(Source records)
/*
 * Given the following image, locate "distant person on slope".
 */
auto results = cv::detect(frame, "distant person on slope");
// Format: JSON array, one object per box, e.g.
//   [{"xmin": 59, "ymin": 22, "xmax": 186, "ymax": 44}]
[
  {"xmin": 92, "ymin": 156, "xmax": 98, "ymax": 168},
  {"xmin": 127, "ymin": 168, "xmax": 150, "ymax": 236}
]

## Stated goal
Count the lines in the items that contain the word "slope", treating uppercase and lowercase as different. Reply with the number only.

## Right answer
2